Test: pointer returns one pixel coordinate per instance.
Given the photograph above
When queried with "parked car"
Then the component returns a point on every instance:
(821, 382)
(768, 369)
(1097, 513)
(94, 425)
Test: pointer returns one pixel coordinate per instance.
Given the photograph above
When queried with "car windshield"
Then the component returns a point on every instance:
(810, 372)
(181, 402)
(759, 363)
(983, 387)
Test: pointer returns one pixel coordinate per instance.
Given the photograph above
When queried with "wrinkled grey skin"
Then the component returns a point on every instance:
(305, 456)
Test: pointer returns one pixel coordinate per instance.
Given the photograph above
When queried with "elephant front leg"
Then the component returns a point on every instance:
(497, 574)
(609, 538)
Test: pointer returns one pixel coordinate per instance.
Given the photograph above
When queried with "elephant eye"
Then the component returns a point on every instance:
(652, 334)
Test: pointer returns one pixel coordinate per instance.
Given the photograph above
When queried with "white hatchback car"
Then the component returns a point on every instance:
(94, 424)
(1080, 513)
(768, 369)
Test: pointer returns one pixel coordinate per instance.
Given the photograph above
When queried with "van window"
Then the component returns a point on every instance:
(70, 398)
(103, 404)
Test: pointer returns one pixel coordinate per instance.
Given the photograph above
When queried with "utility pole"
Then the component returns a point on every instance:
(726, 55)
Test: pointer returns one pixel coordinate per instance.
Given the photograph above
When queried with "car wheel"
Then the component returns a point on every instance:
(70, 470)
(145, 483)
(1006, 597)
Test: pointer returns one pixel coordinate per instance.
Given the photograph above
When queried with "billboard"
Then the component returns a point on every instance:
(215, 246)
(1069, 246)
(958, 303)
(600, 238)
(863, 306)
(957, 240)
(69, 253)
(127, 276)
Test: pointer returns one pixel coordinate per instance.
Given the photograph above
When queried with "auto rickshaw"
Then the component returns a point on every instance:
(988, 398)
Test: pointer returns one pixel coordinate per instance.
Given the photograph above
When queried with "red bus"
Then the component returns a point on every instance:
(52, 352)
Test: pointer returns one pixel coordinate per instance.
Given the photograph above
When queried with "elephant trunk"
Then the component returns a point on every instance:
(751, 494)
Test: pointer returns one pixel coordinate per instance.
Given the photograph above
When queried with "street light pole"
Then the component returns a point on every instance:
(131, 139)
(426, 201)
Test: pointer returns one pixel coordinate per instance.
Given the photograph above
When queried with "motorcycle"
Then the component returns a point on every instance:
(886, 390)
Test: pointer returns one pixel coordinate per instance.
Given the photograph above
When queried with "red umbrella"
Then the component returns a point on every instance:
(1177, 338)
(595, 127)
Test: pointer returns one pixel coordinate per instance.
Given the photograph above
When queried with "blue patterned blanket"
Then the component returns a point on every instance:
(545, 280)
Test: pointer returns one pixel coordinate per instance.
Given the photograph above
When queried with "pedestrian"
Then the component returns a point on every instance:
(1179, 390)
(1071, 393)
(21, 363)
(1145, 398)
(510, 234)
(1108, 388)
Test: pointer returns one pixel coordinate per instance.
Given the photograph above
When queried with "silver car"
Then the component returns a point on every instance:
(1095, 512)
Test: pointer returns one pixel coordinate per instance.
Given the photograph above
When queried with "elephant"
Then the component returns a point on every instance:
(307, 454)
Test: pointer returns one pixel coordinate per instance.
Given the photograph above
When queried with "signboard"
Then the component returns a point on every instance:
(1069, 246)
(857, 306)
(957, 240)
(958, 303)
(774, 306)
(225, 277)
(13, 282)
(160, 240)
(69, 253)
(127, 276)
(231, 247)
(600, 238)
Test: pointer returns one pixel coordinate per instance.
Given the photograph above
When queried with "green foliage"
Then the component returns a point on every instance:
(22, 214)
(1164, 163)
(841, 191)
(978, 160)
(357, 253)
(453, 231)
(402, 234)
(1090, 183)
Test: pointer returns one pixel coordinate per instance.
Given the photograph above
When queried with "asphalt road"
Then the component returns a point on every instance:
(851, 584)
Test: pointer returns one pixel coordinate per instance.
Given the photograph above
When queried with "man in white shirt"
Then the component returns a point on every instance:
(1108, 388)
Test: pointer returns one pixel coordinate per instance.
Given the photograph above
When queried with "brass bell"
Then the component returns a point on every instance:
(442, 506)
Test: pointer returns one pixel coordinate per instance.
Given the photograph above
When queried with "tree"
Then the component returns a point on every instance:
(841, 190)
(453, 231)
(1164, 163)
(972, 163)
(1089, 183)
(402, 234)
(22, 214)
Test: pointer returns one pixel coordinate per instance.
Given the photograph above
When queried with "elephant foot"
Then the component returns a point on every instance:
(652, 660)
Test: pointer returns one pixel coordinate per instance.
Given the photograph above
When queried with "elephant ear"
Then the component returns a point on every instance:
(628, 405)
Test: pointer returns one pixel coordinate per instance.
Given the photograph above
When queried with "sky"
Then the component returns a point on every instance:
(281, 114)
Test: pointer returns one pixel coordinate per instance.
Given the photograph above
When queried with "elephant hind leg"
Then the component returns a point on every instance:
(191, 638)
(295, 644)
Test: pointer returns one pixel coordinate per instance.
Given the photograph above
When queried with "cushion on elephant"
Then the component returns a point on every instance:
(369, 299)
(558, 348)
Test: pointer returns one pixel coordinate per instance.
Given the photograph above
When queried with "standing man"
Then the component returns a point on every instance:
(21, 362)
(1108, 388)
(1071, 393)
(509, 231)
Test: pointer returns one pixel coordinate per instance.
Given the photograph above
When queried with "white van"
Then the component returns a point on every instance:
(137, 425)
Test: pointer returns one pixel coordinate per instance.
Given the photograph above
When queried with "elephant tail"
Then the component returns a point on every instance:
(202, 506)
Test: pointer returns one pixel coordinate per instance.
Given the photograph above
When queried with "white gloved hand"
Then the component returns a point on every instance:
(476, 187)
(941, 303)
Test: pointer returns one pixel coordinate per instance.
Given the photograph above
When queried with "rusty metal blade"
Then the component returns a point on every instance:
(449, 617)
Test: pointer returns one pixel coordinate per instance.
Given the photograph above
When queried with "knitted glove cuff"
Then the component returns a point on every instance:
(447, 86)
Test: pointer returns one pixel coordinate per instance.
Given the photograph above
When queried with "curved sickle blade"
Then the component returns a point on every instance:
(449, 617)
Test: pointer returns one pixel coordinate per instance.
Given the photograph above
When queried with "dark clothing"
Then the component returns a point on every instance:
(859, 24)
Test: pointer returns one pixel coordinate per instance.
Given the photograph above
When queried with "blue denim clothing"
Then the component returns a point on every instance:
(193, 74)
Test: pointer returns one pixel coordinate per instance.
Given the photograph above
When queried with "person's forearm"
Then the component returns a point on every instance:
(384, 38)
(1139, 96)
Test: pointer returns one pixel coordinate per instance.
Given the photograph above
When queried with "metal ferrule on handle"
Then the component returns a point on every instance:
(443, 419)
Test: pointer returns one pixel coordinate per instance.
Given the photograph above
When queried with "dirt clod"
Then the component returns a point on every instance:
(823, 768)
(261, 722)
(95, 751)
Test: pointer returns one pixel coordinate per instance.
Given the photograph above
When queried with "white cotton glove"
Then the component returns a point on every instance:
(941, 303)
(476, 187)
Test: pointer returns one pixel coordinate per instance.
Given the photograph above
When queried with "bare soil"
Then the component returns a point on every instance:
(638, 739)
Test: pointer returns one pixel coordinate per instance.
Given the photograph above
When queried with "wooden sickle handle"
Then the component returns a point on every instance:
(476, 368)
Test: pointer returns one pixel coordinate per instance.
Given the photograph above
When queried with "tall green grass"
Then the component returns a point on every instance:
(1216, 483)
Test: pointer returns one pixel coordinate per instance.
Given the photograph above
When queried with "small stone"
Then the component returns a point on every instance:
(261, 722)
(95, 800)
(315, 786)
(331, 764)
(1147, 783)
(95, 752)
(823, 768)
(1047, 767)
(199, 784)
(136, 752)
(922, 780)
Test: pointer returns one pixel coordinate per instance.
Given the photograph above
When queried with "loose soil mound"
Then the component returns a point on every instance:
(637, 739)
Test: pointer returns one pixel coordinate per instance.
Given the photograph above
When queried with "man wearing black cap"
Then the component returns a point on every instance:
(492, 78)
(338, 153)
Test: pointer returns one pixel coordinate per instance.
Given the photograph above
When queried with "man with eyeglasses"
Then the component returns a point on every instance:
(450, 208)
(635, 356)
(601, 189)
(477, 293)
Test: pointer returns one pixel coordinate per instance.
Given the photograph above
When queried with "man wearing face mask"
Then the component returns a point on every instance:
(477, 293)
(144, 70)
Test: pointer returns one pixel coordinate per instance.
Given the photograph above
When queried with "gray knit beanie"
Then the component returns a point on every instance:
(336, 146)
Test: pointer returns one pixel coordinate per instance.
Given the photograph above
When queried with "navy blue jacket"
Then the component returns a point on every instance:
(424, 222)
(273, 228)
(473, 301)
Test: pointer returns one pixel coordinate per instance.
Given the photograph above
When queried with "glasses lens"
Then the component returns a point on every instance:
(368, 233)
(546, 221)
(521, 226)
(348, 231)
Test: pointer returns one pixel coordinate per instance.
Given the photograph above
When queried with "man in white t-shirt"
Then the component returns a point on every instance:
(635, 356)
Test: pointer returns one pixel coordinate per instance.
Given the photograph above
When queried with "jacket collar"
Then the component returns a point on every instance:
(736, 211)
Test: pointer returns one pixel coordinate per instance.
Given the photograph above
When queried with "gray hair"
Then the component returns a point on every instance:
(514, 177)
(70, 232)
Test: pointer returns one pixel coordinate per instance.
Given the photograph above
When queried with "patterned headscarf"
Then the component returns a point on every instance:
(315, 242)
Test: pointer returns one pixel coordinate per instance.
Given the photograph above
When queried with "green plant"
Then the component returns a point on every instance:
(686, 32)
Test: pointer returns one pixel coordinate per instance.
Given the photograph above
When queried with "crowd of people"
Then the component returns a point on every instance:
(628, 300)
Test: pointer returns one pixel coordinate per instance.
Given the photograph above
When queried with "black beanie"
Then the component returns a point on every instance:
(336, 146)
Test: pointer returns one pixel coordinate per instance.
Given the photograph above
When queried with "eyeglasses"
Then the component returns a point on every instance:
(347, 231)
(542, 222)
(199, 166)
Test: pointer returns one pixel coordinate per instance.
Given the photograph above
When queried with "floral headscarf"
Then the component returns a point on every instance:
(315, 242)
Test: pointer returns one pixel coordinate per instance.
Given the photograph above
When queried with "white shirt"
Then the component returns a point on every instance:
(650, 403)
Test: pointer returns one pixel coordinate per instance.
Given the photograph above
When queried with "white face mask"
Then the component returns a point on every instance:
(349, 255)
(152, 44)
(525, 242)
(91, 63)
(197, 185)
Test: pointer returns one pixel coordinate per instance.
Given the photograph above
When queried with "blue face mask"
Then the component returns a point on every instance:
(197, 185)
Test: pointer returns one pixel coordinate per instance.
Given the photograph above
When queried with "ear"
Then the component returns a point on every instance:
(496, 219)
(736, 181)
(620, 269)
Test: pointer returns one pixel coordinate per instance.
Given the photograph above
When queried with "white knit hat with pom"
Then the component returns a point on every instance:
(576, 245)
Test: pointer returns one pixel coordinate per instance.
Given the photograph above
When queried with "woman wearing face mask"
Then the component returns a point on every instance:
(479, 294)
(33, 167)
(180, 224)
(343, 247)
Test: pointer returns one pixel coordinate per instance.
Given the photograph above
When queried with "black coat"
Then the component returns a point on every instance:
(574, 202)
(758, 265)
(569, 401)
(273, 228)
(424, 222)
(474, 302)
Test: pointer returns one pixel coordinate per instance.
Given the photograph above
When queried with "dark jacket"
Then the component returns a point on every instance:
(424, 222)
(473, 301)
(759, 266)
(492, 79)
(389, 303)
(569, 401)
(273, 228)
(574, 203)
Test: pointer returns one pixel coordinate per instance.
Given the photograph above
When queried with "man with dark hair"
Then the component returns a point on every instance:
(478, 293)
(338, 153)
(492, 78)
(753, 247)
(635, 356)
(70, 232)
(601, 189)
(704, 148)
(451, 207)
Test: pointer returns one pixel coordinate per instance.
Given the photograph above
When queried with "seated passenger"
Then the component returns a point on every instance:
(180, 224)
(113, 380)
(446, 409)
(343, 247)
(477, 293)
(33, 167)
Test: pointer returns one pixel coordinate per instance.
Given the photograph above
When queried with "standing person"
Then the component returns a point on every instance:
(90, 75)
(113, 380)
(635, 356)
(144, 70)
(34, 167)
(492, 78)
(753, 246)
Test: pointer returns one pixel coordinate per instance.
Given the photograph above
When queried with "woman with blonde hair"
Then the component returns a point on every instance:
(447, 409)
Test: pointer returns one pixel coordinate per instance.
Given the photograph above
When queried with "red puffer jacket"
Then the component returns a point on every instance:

☆ ☆ ☆ ☆

> Written request: Count the lines in the records above that contain the string "elephant". Reply with the number only.

> Result for this task: 9